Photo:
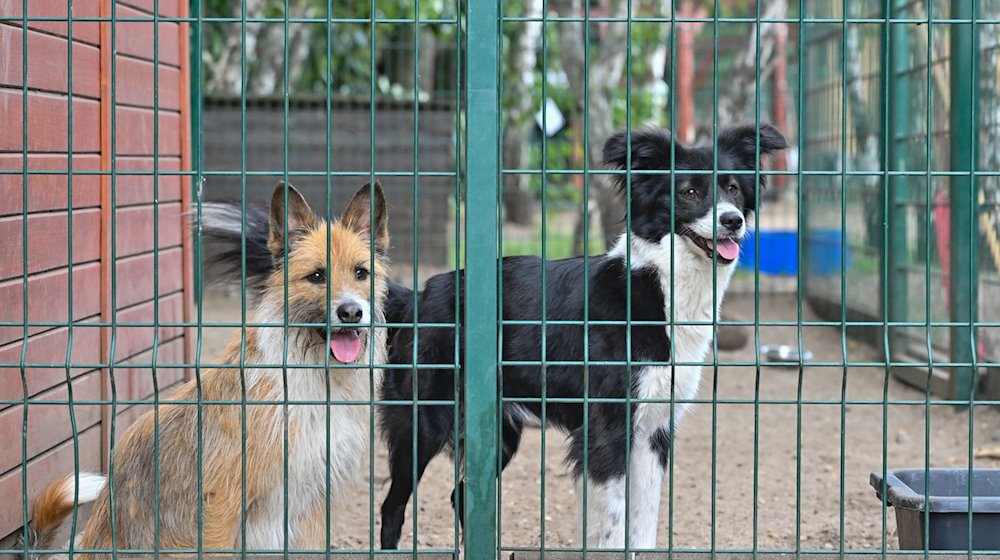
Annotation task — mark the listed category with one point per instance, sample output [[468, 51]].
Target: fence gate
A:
[[888, 192]]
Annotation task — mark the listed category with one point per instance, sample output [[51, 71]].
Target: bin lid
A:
[[947, 490]]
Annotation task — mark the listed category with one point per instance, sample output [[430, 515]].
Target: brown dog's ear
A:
[[358, 215], [299, 215]]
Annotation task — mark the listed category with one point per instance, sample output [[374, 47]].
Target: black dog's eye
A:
[[317, 277]]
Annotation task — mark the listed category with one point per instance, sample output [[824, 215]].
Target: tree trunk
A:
[[607, 62], [738, 105], [523, 38]]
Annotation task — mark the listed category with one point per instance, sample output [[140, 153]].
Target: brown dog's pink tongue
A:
[[728, 249], [345, 345]]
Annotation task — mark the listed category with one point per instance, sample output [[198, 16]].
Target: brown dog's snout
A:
[[349, 313]]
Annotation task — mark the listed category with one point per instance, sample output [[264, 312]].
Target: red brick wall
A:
[[101, 203]]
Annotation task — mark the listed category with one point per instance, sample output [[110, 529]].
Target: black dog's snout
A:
[[732, 220], [349, 313]]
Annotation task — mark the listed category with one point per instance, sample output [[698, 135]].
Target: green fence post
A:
[[899, 127], [195, 85], [962, 147], [481, 261]]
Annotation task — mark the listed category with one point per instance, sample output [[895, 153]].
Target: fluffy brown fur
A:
[[256, 519]]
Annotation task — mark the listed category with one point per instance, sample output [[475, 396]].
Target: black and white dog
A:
[[703, 237]]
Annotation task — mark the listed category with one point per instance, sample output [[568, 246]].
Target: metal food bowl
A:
[[784, 353]]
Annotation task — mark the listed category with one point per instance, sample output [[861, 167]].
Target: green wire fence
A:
[[894, 120]]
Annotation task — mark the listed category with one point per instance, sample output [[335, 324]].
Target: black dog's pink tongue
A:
[[728, 249], [345, 345]]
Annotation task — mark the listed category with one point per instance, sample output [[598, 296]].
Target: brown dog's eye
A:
[[317, 277]]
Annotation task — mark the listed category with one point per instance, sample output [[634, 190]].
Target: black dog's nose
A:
[[349, 313], [732, 220]]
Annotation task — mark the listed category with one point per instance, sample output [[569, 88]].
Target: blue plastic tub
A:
[[779, 252]]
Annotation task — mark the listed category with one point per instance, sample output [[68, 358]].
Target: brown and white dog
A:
[[338, 255]]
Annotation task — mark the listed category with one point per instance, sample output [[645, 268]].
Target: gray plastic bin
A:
[[948, 504]]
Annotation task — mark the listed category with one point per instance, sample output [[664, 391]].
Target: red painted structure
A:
[[99, 144]]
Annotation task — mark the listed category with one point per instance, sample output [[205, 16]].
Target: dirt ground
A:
[[687, 515]]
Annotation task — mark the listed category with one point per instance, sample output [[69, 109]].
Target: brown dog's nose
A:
[[349, 313]]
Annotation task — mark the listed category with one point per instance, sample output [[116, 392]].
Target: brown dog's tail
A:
[[56, 502]]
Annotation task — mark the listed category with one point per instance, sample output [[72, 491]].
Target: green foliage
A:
[[340, 55]]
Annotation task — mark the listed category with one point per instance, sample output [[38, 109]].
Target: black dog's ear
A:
[[741, 141], [650, 150]]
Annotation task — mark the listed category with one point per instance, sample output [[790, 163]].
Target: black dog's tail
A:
[[222, 227]]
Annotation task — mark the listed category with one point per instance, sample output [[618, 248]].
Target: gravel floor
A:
================
== Task objective ==
Copy all of the records above word for word, but leave the pictures out.

== Solved problem ==
Photo:
Annotation task — mark the listed category with one point per instance, sample output [[468, 51]].
Target: fence gate
A:
[[888, 192]]
Annotation task — mark the listed category with one point per instance, sample output [[51, 71]].
Target: bin lid
A:
[[947, 490]]
Annotation task — mark the listed category with one point per instance, sample output [[430, 515]].
Target: brown dog's ear
A:
[[358, 215], [299, 215]]
Annotation task — mark the listed category with one point per instance, sample output [[374, 47]].
Target: black dog's eye
A:
[[317, 277]]
Annotation task — mark the listed category with one point per instance, sample output [[824, 215]].
Target: tree trunk
A:
[[607, 62], [738, 105], [523, 38]]
Annotation task — mark the listed category with one point per instance, sample output [[140, 153]].
Target: brown dog's pink tongue
A:
[[728, 249], [345, 345]]
Annotation task — mark the listed category with one point per instance, sample output [[198, 16]].
Target: brown dog's snout
A:
[[349, 313]]
Annotation task — mark the listed category with one point per instance, sample output [[264, 312]].
Target: red brick wall
A:
[[101, 203]]
Annotation task — mark the listed category with one point per instance, sample output [[110, 529]].
Target: black dog's snout
A:
[[732, 220], [349, 313]]
Annotation task — mark the listed category with one point per instance, sample output [[698, 135]].
Target: green fence post
A:
[[899, 127], [195, 85], [962, 147], [481, 261]]
Annotation task — mark the listed category with one point per instance, sample output [[895, 153]].
Target: fluffy brown fur
A:
[[256, 519]]
Annotation task — mark the listed category with one point per instance, sample output [[475, 396]].
Target: black and white dog
A:
[[703, 237]]
Annotation task — mark the listed category with one point per instance, sample output [[568, 246]].
Target: metal food bowl
A:
[[784, 353]]
Annotation task — mark the listed category with one point per instance, sample output [[861, 167]].
Target: green wire fence
A:
[[894, 120]]
Annotation task — mark the listed category with one point per instance, sample output [[335, 324]].
Target: black dog's pink tongue
A:
[[728, 249], [345, 345]]
Annotation task — mark the listed category with one point per instance, sample output [[598, 296]].
Target: brown dog's eye
A:
[[317, 277]]
Annotation task — mark the listed category with one point per instance, sample output [[634, 190]].
Target: black dog's nose
A:
[[349, 313], [732, 220]]
Annotation task — mark the listed category with one point per instance, sample output [[569, 88]].
Target: blue plastic tub
A:
[[779, 252]]
Annotation task — mark the listed category with one point per instance, sample output [[68, 358]].
Target: brown and white dog
A:
[[338, 255]]
Annotation task — mark the listed category with one point per instance, sample output [[645, 268]].
Target: gray plastic bin
A:
[[948, 504]]
Annotation task — mark the listed category with one point per instance, sample output [[664, 391]].
Target: red painted structure
A:
[[99, 144]]
Annotation task — mark the listed category with one point per instance, sample output [[205, 16]].
Target: dirt ground
A:
[[687, 515]]
Annotation task — mark the listed category with one point per instance, sample output [[69, 109]].
Target: brown dog's nose
A:
[[349, 313]]
Annotation task — mark the listed category with one point per instance, sample output [[116, 392]].
Target: brown dog's tail
A:
[[56, 502]]
Annotation task — mark the listed category with one point per instance, sample output [[72, 491]].
Target: green foliage
A:
[[340, 55]]
Annotation task — mark the listed category with one point per instance, sample output [[38, 109]].
Target: black dog's ear
A:
[[741, 141], [650, 150]]
Annotation task — mark the listed category with one point per instance, sample output [[790, 163]].
Target: black dog's tail
A:
[[222, 227]]
Annotation task — mark the listed category with one point per instance, sample output [[618, 248]].
Target: gravel floor
A:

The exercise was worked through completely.